Document section start

We walk toward the communal dining room, where some of the producers of artisanal food products have gathered to display their produce to the guests. On the way we pass the bulletin board that announces the date of the approaching “raw food” week. Four times a year, community members spend a week eating only raw food that is not cooked or processed; every Shabbat, they fast from Friday evening to Saturday night; they consume salt only on alternate days, and there are also weeks when they all refrain from eating sugar.

Celia Bat Israel has always loved sweet things. “In the 1970s, when we came to Israel and changed our diet, we left most of the sweets behind,” says her husband, Avior. “Celia worriedly asked what would happen, and I suggested that she try to prepare sweets from natural and healthful ingredients.” Since then, Celia has specialized in preparing vegan sweets (which are sold under the name Nature’s Sweets). Some of them imitate American favorites like Snickers and Mars candy bars; others are made of a carob substitute for chocolate; and the best ones, like the divine peanut butter toffee candies, are made from a nut paste and sweetened with honey collected by community members.

Document section end
Material start

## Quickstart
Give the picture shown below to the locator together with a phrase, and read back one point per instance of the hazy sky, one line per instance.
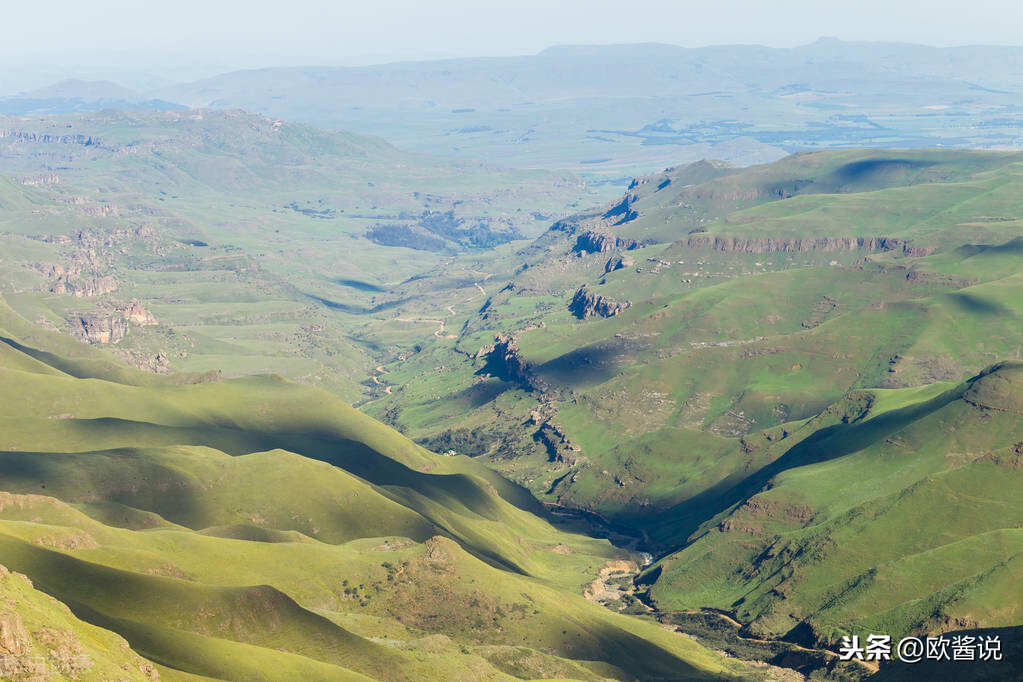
(184, 39)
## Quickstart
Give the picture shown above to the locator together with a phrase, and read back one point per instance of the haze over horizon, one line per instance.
(143, 48)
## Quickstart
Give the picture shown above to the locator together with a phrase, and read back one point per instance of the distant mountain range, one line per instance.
(623, 109)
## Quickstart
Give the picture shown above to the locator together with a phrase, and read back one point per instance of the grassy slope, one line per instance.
(243, 235)
(44, 640)
(185, 518)
(902, 521)
(735, 343)
(791, 418)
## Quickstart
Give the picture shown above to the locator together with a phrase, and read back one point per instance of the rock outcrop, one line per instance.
(618, 262)
(585, 304)
(765, 244)
(98, 327)
(105, 327)
(504, 361)
(599, 242)
(560, 448)
(135, 312)
(77, 279)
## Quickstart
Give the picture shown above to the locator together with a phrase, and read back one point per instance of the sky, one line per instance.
(146, 44)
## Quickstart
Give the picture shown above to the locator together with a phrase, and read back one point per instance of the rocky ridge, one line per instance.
(585, 304)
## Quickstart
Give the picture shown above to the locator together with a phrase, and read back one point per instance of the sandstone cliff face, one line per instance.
(98, 327)
(104, 327)
(618, 262)
(764, 244)
(585, 304)
(556, 442)
(504, 361)
(134, 312)
(598, 242)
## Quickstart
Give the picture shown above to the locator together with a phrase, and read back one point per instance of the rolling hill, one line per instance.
(230, 528)
(253, 243)
(794, 383)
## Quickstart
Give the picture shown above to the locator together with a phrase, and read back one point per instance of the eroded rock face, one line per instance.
(98, 327)
(103, 327)
(618, 262)
(586, 304)
(598, 242)
(76, 280)
(764, 244)
(136, 313)
(556, 441)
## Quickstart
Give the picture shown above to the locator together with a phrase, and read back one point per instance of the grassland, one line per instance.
(258, 529)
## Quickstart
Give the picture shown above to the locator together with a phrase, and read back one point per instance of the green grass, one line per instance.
(258, 529)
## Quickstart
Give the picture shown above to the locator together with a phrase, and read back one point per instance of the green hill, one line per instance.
(226, 529)
(794, 383)
(257, 245)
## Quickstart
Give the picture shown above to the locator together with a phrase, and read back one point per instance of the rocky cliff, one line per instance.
(585, 304)
(764, 244)
(109, 327)
(618, 262)
(599, 242)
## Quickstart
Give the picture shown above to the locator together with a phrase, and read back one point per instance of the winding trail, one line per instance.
(608, 589)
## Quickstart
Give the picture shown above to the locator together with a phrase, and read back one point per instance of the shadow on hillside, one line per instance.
(581, 367)
(975, 305)
(357, 310)
(829, 443)
(359, 284)
(1010, 668)
(419, 491)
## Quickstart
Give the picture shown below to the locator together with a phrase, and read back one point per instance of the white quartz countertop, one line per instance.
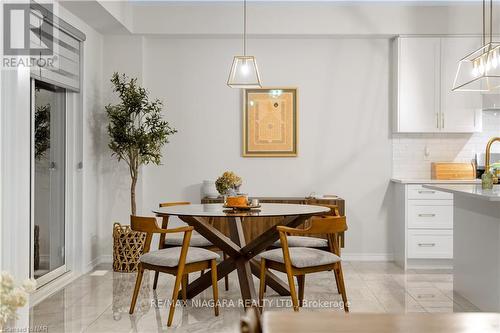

Material end

» Task 1
According to the passage on the community's food practices, how many times a year do community members spend a week eating only raw food?
» Task 2
Resume the passage on the community's food practices, starting after its final sentence.
The data above is separate material and is not connected to the passage on the community's food practices.

» Result 1
Four times a year.

» Result 2
Yaheli Bat Israel prepares 12 types of pickled vegetables under the brand name Quintessence Foods. Aliram Ben Israel squeezes and prepares delicious fruit and herb juices, with the label Etz Haim: “Jerusalem Sunrise” contains hibiscus, cinnamon, fresh ginger juice and apple juice, and “Perpetual Energy” is a green tea seasoned with cardamom and stevia.

Dan Peretz

In a tiny workshop in the center of the village, Ilait and Rafaya are preparing and drying pasta made from whole wheat or buckwheat flour. “I took over for my mother, who began by preparing pasta by hand. During the first decade we didn’t even have a pasta machine,” says Ilait. “Her mother, who was my best friend and who was born in Birmingham, Alabama, was a wonderful cook,” adds Rafaya, a professional chef who travels the world to spread the word about vegan cooking, and urges the visitors to taste her No Meat Balls pasta (the brand name is The Pipes of Life).

Next to the tiny atelier of Ilana Simhaya, piles of kale and other vegetables are waiting to be dried. For over a generation she has been preparing a selection of dried fruit and vegetable snacks, seasoned nuts and seeds and a selection of crackers.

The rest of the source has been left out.